Stored items from a collection -
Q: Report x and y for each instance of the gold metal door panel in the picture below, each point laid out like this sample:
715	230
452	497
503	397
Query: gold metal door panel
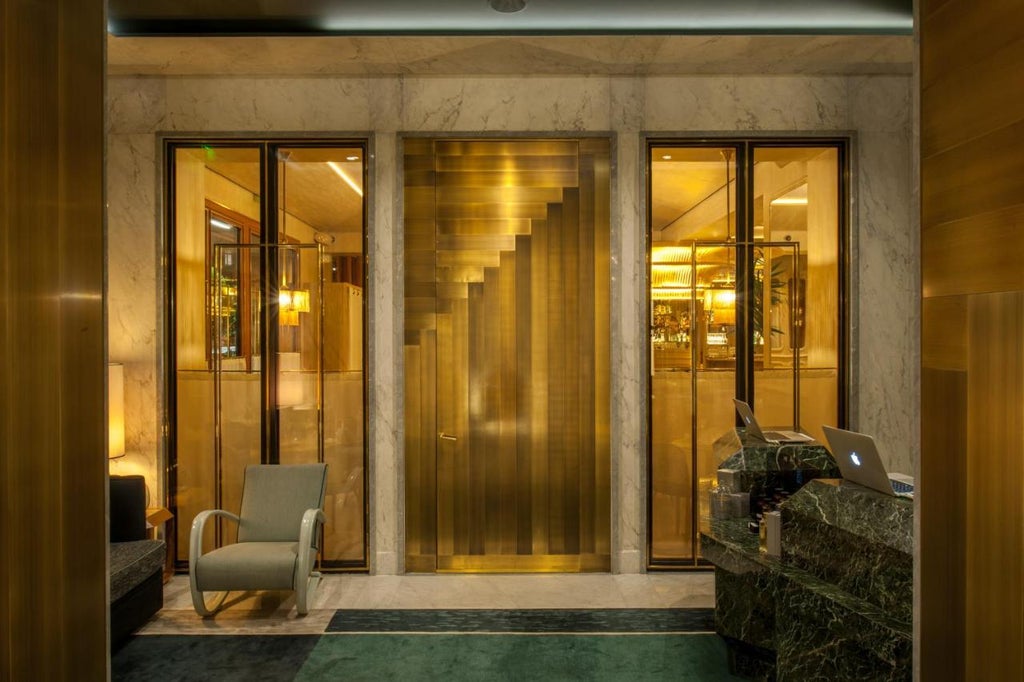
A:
517	456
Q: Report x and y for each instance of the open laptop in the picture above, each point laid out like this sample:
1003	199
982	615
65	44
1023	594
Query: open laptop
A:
859	463
774	437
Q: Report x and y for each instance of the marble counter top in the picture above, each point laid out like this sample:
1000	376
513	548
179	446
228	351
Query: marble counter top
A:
836	605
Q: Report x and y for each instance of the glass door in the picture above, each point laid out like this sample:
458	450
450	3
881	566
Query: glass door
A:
507	364
266	312
744	262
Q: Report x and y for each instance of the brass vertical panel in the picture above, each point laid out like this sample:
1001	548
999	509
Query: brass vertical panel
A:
597	154
971	213
944	395
413	359
507	339
515	267
489	376
539	396
445	449
558	355
574	302
421	306
53	608
994	477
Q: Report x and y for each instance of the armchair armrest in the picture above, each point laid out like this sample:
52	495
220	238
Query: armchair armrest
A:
196	535
311	520
306	579
196	550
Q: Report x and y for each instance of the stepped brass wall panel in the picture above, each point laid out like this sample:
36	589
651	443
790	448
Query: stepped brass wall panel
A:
53	527
507	352
972	468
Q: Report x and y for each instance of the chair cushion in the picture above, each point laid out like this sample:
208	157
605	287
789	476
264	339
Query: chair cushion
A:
275	496
132	562
248	566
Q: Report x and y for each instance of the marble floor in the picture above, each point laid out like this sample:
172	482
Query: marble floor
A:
273	612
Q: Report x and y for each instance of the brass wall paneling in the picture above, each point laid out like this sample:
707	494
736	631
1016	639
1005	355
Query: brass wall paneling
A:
972	179
507	354
53	527
232	406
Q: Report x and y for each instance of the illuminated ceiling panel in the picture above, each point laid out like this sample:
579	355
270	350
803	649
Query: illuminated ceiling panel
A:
475	16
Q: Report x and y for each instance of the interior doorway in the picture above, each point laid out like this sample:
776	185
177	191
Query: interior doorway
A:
506	354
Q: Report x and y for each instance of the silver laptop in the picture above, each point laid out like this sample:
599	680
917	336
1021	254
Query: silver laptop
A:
774	437
859	463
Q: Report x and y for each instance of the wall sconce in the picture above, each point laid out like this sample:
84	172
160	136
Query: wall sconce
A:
290	303
116	410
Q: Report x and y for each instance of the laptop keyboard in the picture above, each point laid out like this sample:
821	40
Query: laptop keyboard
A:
900	486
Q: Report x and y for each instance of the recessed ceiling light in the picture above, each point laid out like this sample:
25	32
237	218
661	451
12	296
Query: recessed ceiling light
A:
507	6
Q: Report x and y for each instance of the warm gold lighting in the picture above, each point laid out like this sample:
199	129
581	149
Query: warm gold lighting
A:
290	303
116	410
344	176
797	197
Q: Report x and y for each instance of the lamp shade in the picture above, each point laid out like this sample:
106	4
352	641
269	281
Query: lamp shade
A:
116	409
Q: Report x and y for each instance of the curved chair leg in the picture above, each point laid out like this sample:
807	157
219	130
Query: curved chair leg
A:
305	592
199	599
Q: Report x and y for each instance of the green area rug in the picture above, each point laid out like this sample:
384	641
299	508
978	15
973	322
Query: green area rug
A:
647	657
381	644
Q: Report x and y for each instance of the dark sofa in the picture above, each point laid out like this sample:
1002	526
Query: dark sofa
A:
136	562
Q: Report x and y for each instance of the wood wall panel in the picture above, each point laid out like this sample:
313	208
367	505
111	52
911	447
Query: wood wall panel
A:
944	395
943	333
52	342
954	33
973	100
971	623
518	371
977	255
977	176
994	478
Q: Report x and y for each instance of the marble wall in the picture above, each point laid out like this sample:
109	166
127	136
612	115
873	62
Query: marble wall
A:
877	110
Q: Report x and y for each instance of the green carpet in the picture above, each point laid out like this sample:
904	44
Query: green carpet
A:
526	645
648	657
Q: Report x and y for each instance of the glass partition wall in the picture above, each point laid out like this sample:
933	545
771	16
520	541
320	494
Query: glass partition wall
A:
266	327
745	301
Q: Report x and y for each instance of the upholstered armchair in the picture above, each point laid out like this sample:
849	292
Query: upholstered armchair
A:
278	523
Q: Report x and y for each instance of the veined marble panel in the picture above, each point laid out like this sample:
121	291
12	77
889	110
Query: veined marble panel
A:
488	104
134	297
875	108
747	103
280	104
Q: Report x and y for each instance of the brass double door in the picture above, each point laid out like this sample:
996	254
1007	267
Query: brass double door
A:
506	354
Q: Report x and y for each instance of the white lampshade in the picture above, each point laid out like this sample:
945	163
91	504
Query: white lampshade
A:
116	409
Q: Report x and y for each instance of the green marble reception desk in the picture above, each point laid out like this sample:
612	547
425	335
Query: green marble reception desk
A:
836	604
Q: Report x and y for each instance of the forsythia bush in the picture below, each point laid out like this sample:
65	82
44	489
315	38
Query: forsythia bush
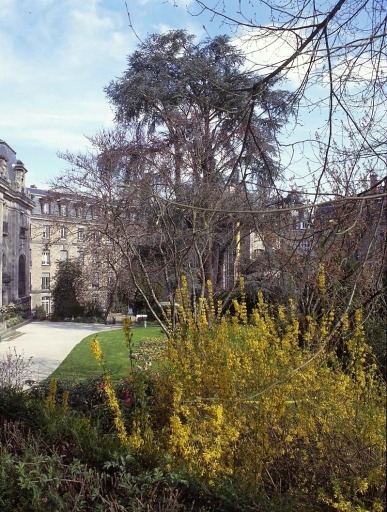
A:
272	409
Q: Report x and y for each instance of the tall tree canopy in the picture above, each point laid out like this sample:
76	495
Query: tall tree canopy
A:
192	100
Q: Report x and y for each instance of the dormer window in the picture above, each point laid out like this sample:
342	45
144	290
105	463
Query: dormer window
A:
63	210
63	232
45	205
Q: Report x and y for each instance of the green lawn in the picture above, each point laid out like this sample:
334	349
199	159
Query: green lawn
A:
80	363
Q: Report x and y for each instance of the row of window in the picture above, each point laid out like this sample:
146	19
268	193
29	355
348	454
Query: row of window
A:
46	282
63	233
64	210
63	256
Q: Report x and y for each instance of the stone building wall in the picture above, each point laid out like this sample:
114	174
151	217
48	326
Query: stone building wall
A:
15	210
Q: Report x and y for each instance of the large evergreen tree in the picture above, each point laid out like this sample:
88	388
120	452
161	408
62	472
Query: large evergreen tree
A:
66	290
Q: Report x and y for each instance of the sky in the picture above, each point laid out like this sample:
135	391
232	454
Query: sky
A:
56	57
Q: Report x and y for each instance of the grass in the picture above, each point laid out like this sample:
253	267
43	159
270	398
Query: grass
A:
80	364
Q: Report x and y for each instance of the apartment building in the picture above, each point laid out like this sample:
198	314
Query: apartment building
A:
59	226
15	209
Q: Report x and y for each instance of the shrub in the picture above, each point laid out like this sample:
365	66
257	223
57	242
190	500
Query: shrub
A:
271	409
40	313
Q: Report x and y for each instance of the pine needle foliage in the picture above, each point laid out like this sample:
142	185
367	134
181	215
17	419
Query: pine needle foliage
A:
272	409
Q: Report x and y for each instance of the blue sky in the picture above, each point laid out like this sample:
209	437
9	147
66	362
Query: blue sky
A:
56	57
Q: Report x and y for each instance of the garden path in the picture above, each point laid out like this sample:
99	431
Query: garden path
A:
46	344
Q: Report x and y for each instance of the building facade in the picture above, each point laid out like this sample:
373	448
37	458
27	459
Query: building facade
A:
58	233
15	210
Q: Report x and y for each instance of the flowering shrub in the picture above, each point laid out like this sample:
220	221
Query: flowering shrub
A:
275	409
272	409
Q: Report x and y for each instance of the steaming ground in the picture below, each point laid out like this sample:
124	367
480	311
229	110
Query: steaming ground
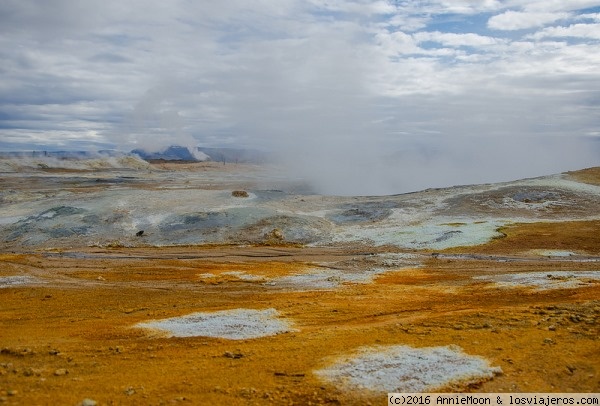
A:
130	282
95	203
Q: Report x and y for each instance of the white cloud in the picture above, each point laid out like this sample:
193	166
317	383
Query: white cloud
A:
519	20
589	31
345	78
456	40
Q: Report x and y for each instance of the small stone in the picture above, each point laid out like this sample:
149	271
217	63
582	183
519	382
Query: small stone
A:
233	355
61	372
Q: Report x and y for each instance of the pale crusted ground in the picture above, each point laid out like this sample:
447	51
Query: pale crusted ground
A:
518	313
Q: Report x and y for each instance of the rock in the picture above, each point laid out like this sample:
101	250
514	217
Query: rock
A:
233	355
61	372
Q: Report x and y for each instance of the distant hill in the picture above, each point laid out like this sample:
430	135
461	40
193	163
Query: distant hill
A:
228	155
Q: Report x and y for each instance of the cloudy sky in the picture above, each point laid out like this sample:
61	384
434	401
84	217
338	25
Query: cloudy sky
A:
448	87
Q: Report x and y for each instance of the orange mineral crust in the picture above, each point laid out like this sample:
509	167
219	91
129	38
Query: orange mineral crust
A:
69	325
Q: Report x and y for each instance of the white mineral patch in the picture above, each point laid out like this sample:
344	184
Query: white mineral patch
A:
407	369
9	281
544	281
425	236
243	276
237	324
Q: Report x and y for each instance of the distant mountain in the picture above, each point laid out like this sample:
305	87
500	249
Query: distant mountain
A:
227	155
173	153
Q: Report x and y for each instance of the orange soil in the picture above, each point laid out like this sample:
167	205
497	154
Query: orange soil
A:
72	338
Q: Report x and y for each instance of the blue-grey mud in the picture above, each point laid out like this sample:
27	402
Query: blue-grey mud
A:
154	283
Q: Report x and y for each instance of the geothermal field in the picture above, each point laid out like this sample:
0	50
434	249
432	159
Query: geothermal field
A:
129	282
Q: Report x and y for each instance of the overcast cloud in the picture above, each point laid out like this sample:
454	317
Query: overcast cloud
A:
357	96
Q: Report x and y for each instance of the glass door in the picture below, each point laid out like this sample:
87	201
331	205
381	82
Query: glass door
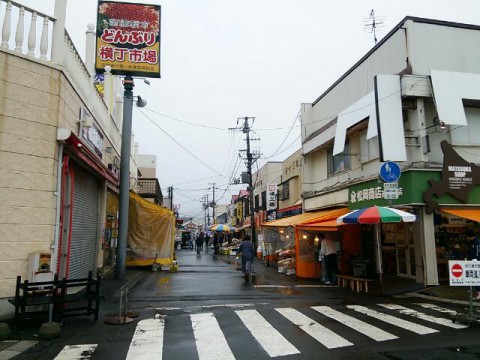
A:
405	251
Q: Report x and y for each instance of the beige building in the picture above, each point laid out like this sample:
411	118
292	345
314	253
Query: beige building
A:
59	154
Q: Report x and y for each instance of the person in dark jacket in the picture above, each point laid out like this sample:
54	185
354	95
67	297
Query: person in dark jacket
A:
199	242
246	250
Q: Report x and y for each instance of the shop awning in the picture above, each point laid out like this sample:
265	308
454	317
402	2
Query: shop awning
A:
308	218
326	225
471	214
326	221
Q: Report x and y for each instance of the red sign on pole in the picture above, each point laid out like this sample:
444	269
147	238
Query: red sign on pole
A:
464	273
457	270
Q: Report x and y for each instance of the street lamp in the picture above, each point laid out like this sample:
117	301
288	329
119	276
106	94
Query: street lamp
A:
128	85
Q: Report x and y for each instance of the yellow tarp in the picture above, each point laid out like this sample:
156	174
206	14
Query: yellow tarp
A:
151	233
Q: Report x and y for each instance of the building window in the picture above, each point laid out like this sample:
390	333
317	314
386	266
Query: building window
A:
264	200
257	202
368	148
340	162
285	191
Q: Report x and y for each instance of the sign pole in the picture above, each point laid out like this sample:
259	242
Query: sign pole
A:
124	177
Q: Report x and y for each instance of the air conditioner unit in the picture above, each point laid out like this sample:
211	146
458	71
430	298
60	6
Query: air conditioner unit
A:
85	118
39	267
88	121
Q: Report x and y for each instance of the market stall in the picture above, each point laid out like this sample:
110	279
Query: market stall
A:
307	244
301	231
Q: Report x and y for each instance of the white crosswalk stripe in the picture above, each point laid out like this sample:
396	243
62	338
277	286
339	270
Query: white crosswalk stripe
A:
147	341
320	333
267	336
76	352
422	316
209	338
392	320
358	325
437	308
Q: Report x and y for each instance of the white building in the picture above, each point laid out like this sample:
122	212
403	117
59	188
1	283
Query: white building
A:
417	87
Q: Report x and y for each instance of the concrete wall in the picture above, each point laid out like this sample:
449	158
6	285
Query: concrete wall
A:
269	173
33	100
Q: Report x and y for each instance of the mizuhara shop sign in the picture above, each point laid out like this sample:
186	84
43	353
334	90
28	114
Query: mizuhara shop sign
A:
458	178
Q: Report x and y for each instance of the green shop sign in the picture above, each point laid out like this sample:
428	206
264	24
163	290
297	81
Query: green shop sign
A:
411	186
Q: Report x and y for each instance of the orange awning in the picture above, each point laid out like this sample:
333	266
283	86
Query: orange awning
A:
471	214
309	219
326	221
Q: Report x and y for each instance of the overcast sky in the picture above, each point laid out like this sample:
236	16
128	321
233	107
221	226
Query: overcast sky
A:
224	59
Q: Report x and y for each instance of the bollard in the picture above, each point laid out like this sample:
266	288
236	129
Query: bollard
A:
4	331
49	330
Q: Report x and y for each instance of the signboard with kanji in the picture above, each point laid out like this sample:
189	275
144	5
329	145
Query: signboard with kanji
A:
464	273
128	39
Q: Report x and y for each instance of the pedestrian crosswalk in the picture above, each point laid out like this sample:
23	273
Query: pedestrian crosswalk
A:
330	327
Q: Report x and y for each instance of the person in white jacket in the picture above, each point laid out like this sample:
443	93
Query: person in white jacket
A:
329	254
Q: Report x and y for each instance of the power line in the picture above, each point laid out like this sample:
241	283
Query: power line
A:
183	147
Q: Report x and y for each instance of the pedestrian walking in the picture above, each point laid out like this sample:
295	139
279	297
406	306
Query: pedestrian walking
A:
329	254
199	242
246	250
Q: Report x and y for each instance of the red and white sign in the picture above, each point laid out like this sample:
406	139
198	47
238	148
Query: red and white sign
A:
457	270
464	273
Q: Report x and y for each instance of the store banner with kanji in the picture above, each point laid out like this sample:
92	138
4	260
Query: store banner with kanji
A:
464	273
128	39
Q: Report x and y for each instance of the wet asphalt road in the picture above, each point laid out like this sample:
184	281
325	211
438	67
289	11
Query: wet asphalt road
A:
209	311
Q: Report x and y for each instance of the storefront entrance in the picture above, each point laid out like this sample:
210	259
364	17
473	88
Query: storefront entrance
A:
405	251
398	247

Required work - Retype nothing except the lines from the line holding "the red and" through the last line of the entries, both included.

Solution for this exercise -
Q: Report x and y for each instance of the red and white sign in the picture above, each point laid out like this sample:
406	139
198	47
238	148
Query: red and white sign
A:
457	270
464	273
Q: Report x and y for each instance of the store banner with kanji in the picture above, each point laid out like this sample:
92	138
4	260
Query: store banner with kanji
A:
464	273
128	39
Q: Report x and y for each instance of the wet asphalt road in the picture above, each point laid out like this sample:
184	281
325	211
438	67
289	11
Query: wet asphalt road
A:
209	311
Q: Report x and y for each instance of the storefront entrance in the picture above, each point laid out like this sample:
210	259
364	17
473	88
Query: storefront entrance
A:
405	251
398	247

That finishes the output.